__Problems and tasks__:
1. Answer these from the article on Raman spectroscopy and thyroid cancer:
(a) With what accuracy can the Raman method tell healthy from cancerous human thyroid cells?
(b) In roughly what share of cases is the pathologist unable to decide whether biopsy cells are malignant or benign?
(c) In which journal did the group report its results?
2. Write a continuation of the article on Raman spectroscopy for diagnosing thyroid cancer, starting after its last paragraph.

Scientists have revealed that Raman spectroscopy, an optical method, can be employed to distinguish between benign and cancerous thyroid cells.
The new research exhibits the ability of Raman spectroscopy as a tool to enhance the diagnosis of thyroid cancer, which is the ninth most widespread cancer with over 50,000 new cases diagnosed in the United States every year.
Our encouraging results show that Raman spectroscopy could be developed into a new optical modality that can help avoid invasive procedures used to diagnose thyroid cancer by providing biochemical information that isn’t currently accessible. This could have a major impact in the field of pathology and could lead to new ways to diagnose other diseases.
James W. Chan, University of California, Davis
A multidisciplinary group headed by Chan; Michael J. Campbell from University of California, Davis, and Eric C. Huang from University of Washington, Seattle report in The Optical Society (OSA) journal Biomedical Optics Express that their Raman spectroscopy method can differentiate between healthy and cancerous human thyroid cells with an accuracy of 97%.
“We are the first, to our knowledge, to use human clinical thyroid cells to show that Raman spectroscopy can identify cancer subtypes at the single-cell level,” stated Chan. “However, we will need to increase both the number of cells and number of patients studied to confirm the accuracy of the Raman technique.”
Improving Cell-Based Diagnosis
A common symptom of thyroid cancer is a lump—or nodule—in the neck. However, the majority of the thyroid nodules are not cancerous. Ultrasound-guided fine-needle aspiration biopsies are normally employed to test cancer by inserting a thin needle into the nodule to get cells that are prepared on a microscope slide, stained, and examined by a pathologist.
In around 15%–30% of cases, the pathologist is unable to decide whether cells obtained from the biopsy are malignant or benign. These cases require a surgical procedure called a thyroidectomy to remove tissue, which offers more information for a more accurate diagnosis.
The scientists employed Raman spectroscopy as a potential solution since it is a non-invasive method that does not need any sample preparation or staining to find out slight differences in the molecular composition of complex samples like cells.
“We would like to use Raman spectroscopy to improve the pathologist’s analysis of the cells obtained with fine needle aspiration to reduce the number of thyroidectomies necessary,” stated Chan. “This would both minimize surgical complications and reduce health care costs.”

__Data provided__:
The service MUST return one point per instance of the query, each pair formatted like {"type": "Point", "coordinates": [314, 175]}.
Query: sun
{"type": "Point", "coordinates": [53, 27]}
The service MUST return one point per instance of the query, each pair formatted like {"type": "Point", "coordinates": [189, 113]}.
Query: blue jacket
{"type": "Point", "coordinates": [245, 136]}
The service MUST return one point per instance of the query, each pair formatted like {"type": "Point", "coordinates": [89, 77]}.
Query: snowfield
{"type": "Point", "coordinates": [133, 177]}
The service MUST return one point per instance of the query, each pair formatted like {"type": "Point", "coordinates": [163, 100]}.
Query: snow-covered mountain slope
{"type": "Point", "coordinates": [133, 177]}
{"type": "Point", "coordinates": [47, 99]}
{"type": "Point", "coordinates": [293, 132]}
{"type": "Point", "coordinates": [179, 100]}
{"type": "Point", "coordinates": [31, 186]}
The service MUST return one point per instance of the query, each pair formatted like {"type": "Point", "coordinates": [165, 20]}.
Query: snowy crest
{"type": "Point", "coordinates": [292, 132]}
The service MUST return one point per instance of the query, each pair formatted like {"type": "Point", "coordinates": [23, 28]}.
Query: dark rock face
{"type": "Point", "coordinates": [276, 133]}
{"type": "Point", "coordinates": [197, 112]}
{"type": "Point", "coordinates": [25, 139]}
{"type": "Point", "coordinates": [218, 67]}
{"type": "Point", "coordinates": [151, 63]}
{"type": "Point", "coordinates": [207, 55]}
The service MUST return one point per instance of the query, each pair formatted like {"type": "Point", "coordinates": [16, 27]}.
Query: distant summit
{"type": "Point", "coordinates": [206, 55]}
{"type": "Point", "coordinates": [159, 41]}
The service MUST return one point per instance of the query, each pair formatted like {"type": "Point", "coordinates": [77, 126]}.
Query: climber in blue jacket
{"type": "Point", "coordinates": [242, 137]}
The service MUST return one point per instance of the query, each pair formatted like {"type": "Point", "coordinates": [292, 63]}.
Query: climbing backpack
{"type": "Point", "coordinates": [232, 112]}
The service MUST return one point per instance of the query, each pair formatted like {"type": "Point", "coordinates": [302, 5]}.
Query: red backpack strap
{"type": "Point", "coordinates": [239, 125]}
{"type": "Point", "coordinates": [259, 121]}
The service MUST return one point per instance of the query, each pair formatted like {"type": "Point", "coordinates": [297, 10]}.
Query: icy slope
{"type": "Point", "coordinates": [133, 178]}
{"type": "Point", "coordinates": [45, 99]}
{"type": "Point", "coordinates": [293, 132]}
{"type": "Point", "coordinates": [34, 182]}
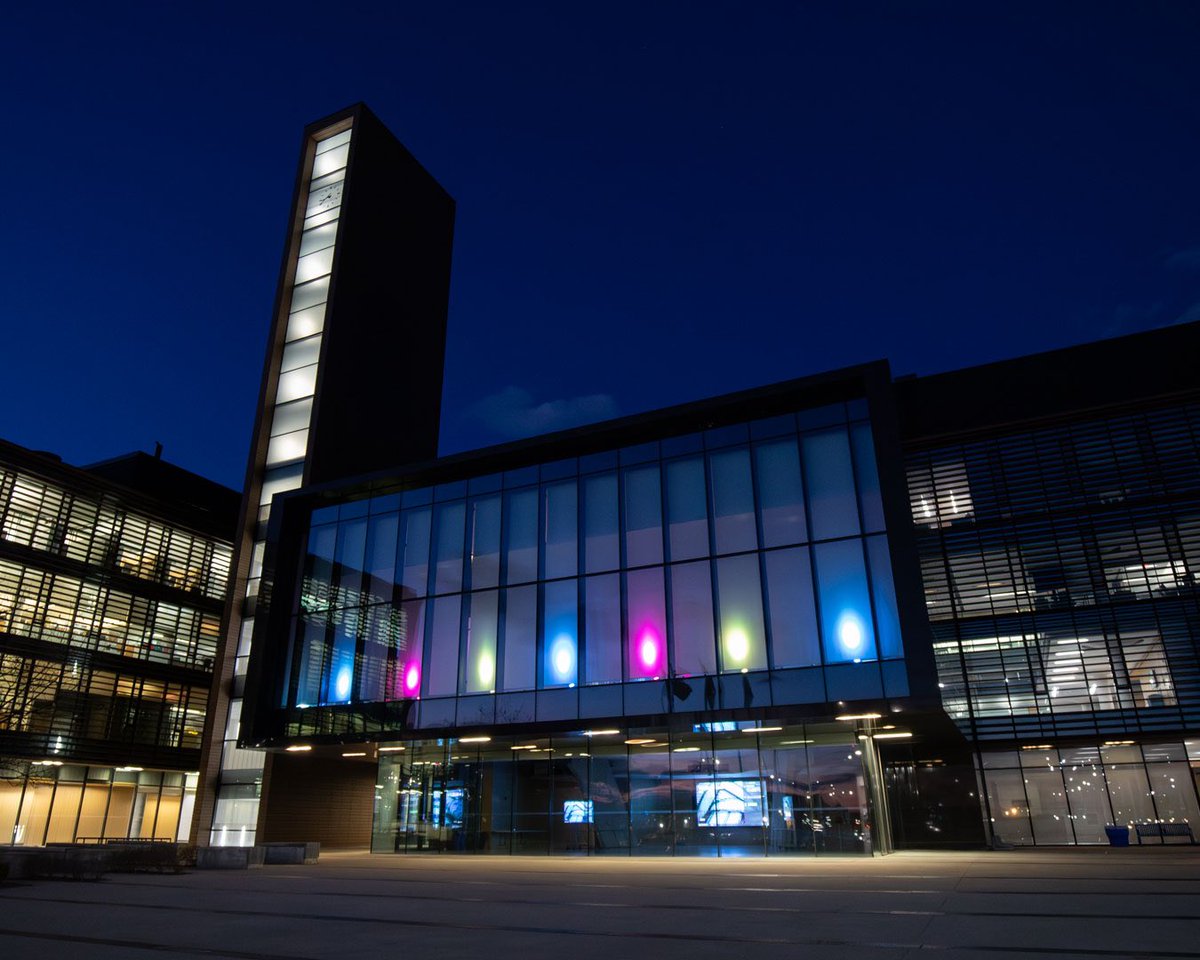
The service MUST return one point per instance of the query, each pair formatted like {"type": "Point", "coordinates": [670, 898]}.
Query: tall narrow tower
{"type": "Point", "coordinates": [352, 383]}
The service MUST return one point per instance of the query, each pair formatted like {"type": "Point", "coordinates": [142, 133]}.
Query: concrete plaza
{"type": "Point", "coordinates": [1062, 904]}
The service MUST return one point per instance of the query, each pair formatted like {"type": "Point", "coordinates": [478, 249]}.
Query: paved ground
{"type": "Point", "coordinates": [1023, 905]}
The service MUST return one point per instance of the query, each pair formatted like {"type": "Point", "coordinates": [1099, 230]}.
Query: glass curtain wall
{"type": "Point", "coordinates": [1044, 795]}
{"type": "Point", "coordinates": [64, 803]}
{"type": "Point", "coordinates": [287, 420]}
{"type": "Point", "coordinates": [719, 790]}
{"type": "Point", "coordinates": [741, 550]}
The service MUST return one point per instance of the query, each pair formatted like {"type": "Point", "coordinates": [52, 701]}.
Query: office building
{"type": "Point", "coordinates": [845, 613]}
{"type": "Point", "coordinates": [112, 586]}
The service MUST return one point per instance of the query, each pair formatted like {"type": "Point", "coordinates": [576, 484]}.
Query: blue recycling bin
{"type": "Point", "coordinates": [1119, 837]}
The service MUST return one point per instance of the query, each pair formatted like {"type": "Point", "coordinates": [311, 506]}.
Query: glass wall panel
{"type": "Point", "coordinates": [687, 509]}
{"type": "Point", "coordinates": [601, 544]}
{"type": "Point", "coordinates": [831, 483]}
{"type": "Point", "coordinates": [485, 543]}
{"type": "Point", "coordinates": [780, 493]}
{"type": "Point", "coordinates": [868, 477]}
{"type": "Point", "coordinates": [1174, 792]}
{"type": "Point", "coordinates": [1086, 795]}
{"type": "Point", "coordinates": [520, 637]}
{"type": "Point", "coordinates": [448, 547]}
{"type": "Point", "coordinates": [531, 802]}
{"type": "Point", "coordinates": [839, 796]}
{"type": "Point", "coordinates": [846, 629]}
{"type": "Point", "coordinates": [409, 655]}
{"type": "Point", "coordinates": [442, 670]}
{"type": "Point", "coordinates": [793, 616]}
{"type": "Point", "coordinates": [382, 539]}
{"type": "Point", "coordinates": [601, 639]}
{"type": "Point", "coordinates": [739, 599]}
{"type": "Point", "coordinates": [1048, 805]}
{"type": "Point", "coordinates": [643, 516]}
{"type": "Point", "coordinates": [733, 521]}
{"type": "Point", "coordinates": [646, 633]}
{"type": "Point", "coordinates": [1009, 808]}
{"type": "Point", "coordinates": [414, 557]}
{"type": "Point", "coordinates": [559, 636]}
{"type": "Point", "coordinates": [352, 540]}
{"type": "Point", "coordinates": [887, 616]}
{"type": "Point", "coordinates": [311, 658]}
{"type": "Point", "coordinates": [339, 679]}
{"type": "Point", "coordinates": [562, 523]}
{"type": "Point", "coordinates": [481, 628]}
{"type": "Point", "coordinates": [651, 798]}
{"type": "Point", "coordinates": [521, 535]}
{"type": "Point", "coordinates": [691, 612]}
{"type": "Point", "coordinates": [610, 795]}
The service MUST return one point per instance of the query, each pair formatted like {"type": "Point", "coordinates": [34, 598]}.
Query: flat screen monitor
{"type": "Point", "coordinates": [448, 808]}
{"type": "Point", "coordinates": [729, 803]}
{"type": "Point", "coordinates": [576, 811]}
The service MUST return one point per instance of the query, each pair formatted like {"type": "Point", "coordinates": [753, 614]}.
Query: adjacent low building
{"type": "Point", "coordinates": [112, 587]}
{"type": "Point", "coordinates": [840, 615]}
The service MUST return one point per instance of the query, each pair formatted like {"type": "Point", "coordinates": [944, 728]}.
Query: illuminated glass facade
{"type": "Point", "coordinates": [109, 624]}
{"type": "Point", "coordinates": [747, 565]}
{"type": "Point", "coordinates": [1061, 567]}
{"type": "Point", "coordinates": [966, 599]}
{"type": "Point", "coordinates": [712, 790]}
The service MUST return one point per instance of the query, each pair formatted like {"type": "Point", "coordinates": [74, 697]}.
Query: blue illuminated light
{"type": "Point", "coordinates": [851, 634]}
{"type": "Point", "coordinates": [562, 659]}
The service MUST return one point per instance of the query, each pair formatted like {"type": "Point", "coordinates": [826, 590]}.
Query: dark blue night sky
{"type": "Point", "coordinates": [657, 202]}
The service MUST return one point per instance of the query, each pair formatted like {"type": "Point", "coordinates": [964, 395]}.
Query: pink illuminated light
{"type": "Point", "coordinates": [648, 649]}
{"type": "Point", "coordinates": [412, 679]}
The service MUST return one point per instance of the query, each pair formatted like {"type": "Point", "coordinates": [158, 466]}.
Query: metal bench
{"type": "Point", "coordinates": [1163, 831]}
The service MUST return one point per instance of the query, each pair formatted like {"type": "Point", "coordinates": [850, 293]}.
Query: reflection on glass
{"type": "Point", "coordinates": [481, 625]}
{"type": "Point", "coordinates": [831, 480]}
{"type": "Point", "coordinates": [846, 629]}
{"type": "Point", "coordinates": [643, 516]}
{"type": "Point", "coordinates": [520, 637]}
{"type": "Point", "coordinates": [739, 599]}
{"type": "Point", "coordinates": [601, 611]}
{"type": "Point", "coordinates": [647, 631]}
{"type": "Point", "coordinates": [733, 522]}
{"type": "Point", "coordinates": [687, 509]}
{"type": "Point", "coordinates": [601, 547]}
{"type": "Point", "coordinates": [691, 613]}
{"type": "Point", "coordinates": [559, 641]}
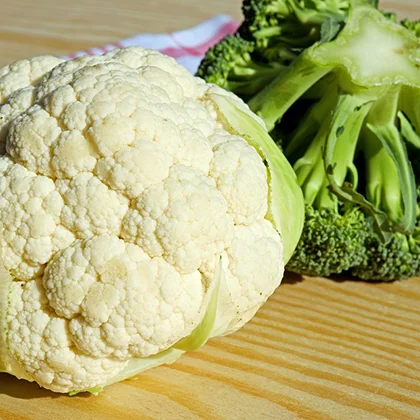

__Answers below__:
1.
(a) 97%
(b) Around 15%–30%
(c) Biomedical Optics Express, a journal of The Optical Society (OSA)

2.
Biochemical Information from an Entire Cell
For the new research, the scientists employed a line-scan Raman microscope that enabled them to quickly capture Raman signals from a whole cell volume. Through this, they could more precisely acquire the chemical composition of whole cells in comparison with other methods that obtain a Raman spectrum from only part of a cell’s volume.
Multivariate statistical techniques and classification techniques were subsequently employed to analyze the Raman data and categorize the cells in an objective, unbiased manner.
The scientists applied this Raman spectroscopy method to individual cells segregated from 10 patient thyroid nodules diagnosed as benign or cancerous. The data analysis found out unique spectral differences that could differentiate cancerous cells from benign ones with a diagnostic accuracy of 97%. In addition, they demonstrated that other subtypes could be determined by their spectral differences.
These preliminary results are exciting because they involve single cells from human clinical samples, but more work will need to be done to take this from a research project to final clinical use.
James W. Chan, University of California, Davis, U.S.A
Besides testing it on more cells and patients, the scientists must also apply the method to cells acquired with fine-needle aspiration and test it on samples for which the pathologist cannot find out whether the cells are cancerous or benign. Furthermore, they wish to create an automated prototype system that can carry out the Raman measurements and analysis with less human involvement.